[Stored rows]
◆ ◆ ◆ ◆
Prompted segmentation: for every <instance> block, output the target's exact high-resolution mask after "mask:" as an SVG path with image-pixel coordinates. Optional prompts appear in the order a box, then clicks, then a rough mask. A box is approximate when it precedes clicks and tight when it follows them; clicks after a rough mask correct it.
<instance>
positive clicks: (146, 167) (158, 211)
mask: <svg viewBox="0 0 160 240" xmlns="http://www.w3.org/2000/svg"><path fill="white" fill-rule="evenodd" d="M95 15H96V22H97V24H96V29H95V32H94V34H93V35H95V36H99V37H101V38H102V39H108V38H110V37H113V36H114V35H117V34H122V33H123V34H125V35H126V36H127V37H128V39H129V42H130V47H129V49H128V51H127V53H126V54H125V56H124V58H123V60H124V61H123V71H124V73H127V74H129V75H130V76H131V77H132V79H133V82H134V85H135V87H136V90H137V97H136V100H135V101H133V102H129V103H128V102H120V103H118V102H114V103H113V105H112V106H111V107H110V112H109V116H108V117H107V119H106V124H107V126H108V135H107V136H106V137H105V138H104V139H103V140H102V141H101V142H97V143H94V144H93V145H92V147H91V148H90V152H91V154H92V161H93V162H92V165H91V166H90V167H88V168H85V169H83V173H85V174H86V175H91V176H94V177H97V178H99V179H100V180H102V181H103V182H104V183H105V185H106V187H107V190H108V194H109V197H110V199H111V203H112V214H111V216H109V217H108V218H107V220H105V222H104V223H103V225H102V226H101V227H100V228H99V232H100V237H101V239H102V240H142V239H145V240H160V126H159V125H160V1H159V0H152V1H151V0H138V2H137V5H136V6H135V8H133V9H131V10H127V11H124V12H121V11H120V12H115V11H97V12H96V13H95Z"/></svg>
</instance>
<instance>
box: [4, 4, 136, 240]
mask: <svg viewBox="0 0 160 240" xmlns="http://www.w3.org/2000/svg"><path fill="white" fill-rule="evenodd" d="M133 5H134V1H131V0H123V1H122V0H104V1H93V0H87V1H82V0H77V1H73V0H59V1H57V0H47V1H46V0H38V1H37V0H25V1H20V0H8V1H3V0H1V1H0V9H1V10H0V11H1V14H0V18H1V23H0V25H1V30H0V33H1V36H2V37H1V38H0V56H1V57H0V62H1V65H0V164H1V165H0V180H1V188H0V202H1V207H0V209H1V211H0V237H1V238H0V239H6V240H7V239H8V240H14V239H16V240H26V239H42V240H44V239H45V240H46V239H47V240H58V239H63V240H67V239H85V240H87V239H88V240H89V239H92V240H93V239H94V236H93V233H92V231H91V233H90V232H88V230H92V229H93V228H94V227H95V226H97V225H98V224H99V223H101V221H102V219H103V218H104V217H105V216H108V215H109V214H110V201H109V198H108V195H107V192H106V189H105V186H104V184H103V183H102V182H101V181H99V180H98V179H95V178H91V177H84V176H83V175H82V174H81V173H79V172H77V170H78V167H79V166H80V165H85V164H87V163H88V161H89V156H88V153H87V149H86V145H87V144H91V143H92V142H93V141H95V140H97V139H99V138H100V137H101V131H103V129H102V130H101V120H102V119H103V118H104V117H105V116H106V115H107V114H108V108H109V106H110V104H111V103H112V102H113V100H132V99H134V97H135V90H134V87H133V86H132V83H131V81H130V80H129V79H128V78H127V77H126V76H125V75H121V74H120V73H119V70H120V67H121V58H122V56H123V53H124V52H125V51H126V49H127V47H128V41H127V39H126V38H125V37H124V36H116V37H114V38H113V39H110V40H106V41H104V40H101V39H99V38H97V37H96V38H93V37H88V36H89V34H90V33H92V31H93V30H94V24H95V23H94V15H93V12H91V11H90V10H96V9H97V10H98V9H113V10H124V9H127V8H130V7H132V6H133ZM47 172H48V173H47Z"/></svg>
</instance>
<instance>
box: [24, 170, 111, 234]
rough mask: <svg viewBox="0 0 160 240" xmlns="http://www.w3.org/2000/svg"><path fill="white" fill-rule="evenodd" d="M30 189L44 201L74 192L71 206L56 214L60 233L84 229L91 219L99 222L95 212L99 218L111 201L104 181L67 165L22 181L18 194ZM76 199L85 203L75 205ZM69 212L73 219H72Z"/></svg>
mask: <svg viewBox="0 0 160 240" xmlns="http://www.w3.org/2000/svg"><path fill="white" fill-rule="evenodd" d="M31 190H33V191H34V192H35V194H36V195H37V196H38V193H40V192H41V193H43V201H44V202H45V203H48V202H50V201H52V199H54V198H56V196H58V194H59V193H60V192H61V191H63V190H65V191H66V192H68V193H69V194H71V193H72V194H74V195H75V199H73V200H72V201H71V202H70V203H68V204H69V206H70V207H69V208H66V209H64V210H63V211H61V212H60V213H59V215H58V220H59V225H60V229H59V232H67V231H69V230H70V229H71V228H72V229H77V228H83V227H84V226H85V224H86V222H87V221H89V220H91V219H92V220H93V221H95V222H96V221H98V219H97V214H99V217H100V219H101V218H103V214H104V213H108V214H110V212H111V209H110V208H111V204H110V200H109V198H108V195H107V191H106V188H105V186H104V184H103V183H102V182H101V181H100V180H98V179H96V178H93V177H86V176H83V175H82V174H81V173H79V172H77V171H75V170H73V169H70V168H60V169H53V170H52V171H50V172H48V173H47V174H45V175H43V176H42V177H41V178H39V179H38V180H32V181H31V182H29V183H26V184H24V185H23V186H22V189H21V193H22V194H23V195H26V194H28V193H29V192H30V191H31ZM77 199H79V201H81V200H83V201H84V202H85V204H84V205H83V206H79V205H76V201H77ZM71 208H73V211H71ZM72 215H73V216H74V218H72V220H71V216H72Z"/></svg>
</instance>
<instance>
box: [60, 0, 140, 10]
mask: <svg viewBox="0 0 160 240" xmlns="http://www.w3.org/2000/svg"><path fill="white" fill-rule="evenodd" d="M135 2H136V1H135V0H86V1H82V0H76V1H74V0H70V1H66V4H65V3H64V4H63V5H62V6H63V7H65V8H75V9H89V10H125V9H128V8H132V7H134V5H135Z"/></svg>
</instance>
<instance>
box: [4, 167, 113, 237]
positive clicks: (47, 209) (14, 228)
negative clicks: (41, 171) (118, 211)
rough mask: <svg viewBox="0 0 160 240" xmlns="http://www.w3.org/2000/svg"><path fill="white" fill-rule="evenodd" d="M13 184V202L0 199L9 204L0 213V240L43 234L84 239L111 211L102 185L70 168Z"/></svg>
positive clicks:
◆ ◆ ◆ ◆
§ **DIRECTIONS**
Copy every one of the rows above verbatim, line for line, with no changes.

§ **RESPONSE**
Prompted segmentation: for every <instance> block, output the target's exact high-resolution mask after "mask:" as an SVG path with image-pixel coordinates. Optional prompts appear in the order a box, then clicks, then a rough mask. A box is approximate when it precedes clicks and tight when it follows them; clicks after a rough mask correct it.
<instance>
positive clicks: (146, 167) (158, 211)
mask: <svg viewBox="0 0 160 240" xmlns="http://www.w3.org/2000/svg"><path fill="white" fill-rule="evenodd" d="M95 15H96V22H97V24H96V29H95V32H94V34H93V35H95V36H99V37H101V38H102V39H108V38H110V37H113V36H114V35H117V34H122V33H123V34H125V35H126V36H127V37H128V39H129V42H130V47H129V49H128V51H127V53H126V54H125V56H124V58H123V60H124V61H123V71H124V73H127V74H129V75H130V76H131V77H132V79H133V82H134V85H135V87H136V90H137V97H136V100H135V101H133V102H129V103H128V102H120V103H118V102H114V103H113V105H112V106H111V107H110V112H109V116H108V117H107V119H106V124H107V126H108V135H107V136H106V137H105V138H104V139H103V140H102V141H101V142H97V143H94V144H93V145H92V147H91V148H90V152H91V154H92V161H93V162H92V165H91V166H90V167H88V168H85V169H83V173H85V174H86V175H91V176H94V177H97V178H99V179H100V180H102V181H103V182H104V183H105V185H106V187H107V190H108V194H109V197H110V199H111V203H112V214H111V216H109V217H108V218H107V220H105V222H104V223H103V225H102V226H101V227H100V228H99V232H100V237H101V239H102V240H142V239H145V240H160V126H159V125H160V1H159V0H152V1H151V0H138V2H137V5H136V6H135V8H133V9H131V10H127V11H124V12H121V11H120V12H115V11H97V12H96V13H95Z"/></svg>
</instance>
<instance>
box: [4, 4, 136, 240]
mask: <svg viewBox="0 0 160 240" xmlns="http://www.w3.org/2000/svg"><path fill="white" fill-rule="evenodd" d="M133 5H134V1H131V0H123V1H122V0H104V1H93V0H87V1H82V0H77V1H73V0H59V1H57V0H47V1H46V0H38V1H37V0H25V1H20V0H8V1H3V0H1V1H0V9H1V10H0V11H1V14H0V18H1V23H0V25H1V30H0V33H1V36H2V37H1V38H0V56H1V57H0V62H1V65H0V164H1V165H0V180H1V188H0V202H1V207H0V209H1V211H0V237H1V238H0V239H6V240H7V239H8V240H14V239H16V240H26V239H42V240H44V239H45V240H46V239H47V240H58V239H63V240H67V239H85V240H87V239H88V240H89V239H92V240H93V239H94V236H93V233H92V231H91V233H90V232H88V230H92V229H93V228H94V227H95V226H97V225H98V224H99V223H101V221H102V219H103V218H104V217H105V216H108V215H109V214H110V201H109V198H108V195H107V192H106V189H105V186H104V184H103V183H102V182H101V181H99V180H98V179H95V178H91V177H84V176H83V175H82V174H81V173H79V172H77V170H78V167H79V166H80V165H85V164H87V163H88V161H89V156H88V153H87V149H86V145H87V144H91V143H92V142H93V141H95V140H97V139H99V138H100V137H101V131H103V129H102V130H101V120H102V119H103V118H104V117H105V116H106V115H107V114H108V108H109V106H110V104H111V103H112V102H113V100H132V99H134V97H135V90H134V87H133V86H132V83H131V81H130V80H129V79H128V78H127V77H126V76H125V75H121V74H120V73H119V70H120V67H121V58H122V56H123V53H124V52H125V51H126V49H127V47H128V41H127V39H126V38H125V37H124V36H116V37H114V38H113V39H110V40H106V41H104V40H101V39H99V38H97V37H96V38H93V37H88V36H89V34H90V33H92V31H93V30H94V24H95V23H94V15H93V12H91V11H90V10H96V9H97V10H98V9H113V10H124V9H127V8H130V7H132V6H133ZM47 172H48V173H47Z"/></svg>
</instance>
<instance>
box: [24, 170, 111, 234]
rough mask: <svg viewBox="0 0 160 240" xmlns="http://www.w3.org/2000/svg"><path fill="white" fill-rule="evenodd" d="M30 189L44 201L74 192L71 206L56 214L60 233L84 229L91 219L99 222L95 212L99 218L111 201L104 181L67 165L22 181L18 194ZM76 199L85 203L75 205ZM69 212L73 219H72Z"/></svg>
mask: <svg viewBox="0 0 160 240" xmlns="http://www.w3.org/2000/svg"><path fill="white" fill-rule="evenodd" d="M31 190H33V191H34V192H35V194H36V195H37V196H38V193H40V192H41V193H43V201H44V202H45V203H48V202H50V201H52V199H54V198H56V196H58V194H59V193H60V192H61V191H63V190H65V191H66V192H68V193H69V194H71V193H72V194H74V195H75V199H73V200H72V201H71V202H70V203H68V204H69V206H70V207H69V208H66V209H64V210H63V211H61V212H60V213H59V215H58V220H59V225H60V229H59V232H67V231H69V230H70V229H71V228H72V229H77V228H83V227H84V226H85V224H86V222H87V221H89V220H91V219H92V220H93V221H95V222H96V221H98V219H97V214H99V217H100V219H101V218H103V214H104V213H108V214H110V212H111V209H110V208H111V204H110V200H109V198H108V195H107V191H106V188H105V186H104V184H103V183H102V182H101V181H100V180H98V179H96V178H93V177H86V176H83V175H82V174H81V173H79V172H77V171H75V170H73V169H70V168H60V169H53V170H52V171H50V172H48V173H47V174H45V175H43V176H42V177H41V178H39V179H38V180H32V181H31V182H29V183H26V184H24V185H23V186H22V189H21V193H22V194H23V195H26V194H28V193H29V192H30V191H31ZM77 199H79V201H81V200H83V201H84V202H85V204H84V205H83V206H79V205H76V201H77ZM71 208H73V211H71ZM72 215H73V216H74V218H72V220H71V216H72Z"/></svg>
</instance>
<instance>
box: [60, 0, 140, 10]
mask: <svg viewBox="0 0 160 240" xmlns="http://www.w3.org/2000/svg"><path fill="white" fill-rule="evenodd" d="M135 2H136V1H135V0H86V1H82V0H76V1H74V0H70V1H66V4H65V3H64V4H63V5H62V6H63V7H65V8H75V9H89V10H125V9H128V8H132V7H134V5H135Z"/></svg>
</instance>
<instance>
box: [4, 167, 113, 237]
positive clicks: (47, 209) (14, 228)
negative clicks: (41, 171) (118, 211)
rough mask: <svg viewBox="0 0 160 240" xmlns="http://www.w3.org/2000/svg"><path fill="white" fill-rule="evenodd" d="M13 184V202L0 199L9 204L0 213V240L43 234L84 239L111 211L102 185L70 168Z"/></svg>
positive clicks:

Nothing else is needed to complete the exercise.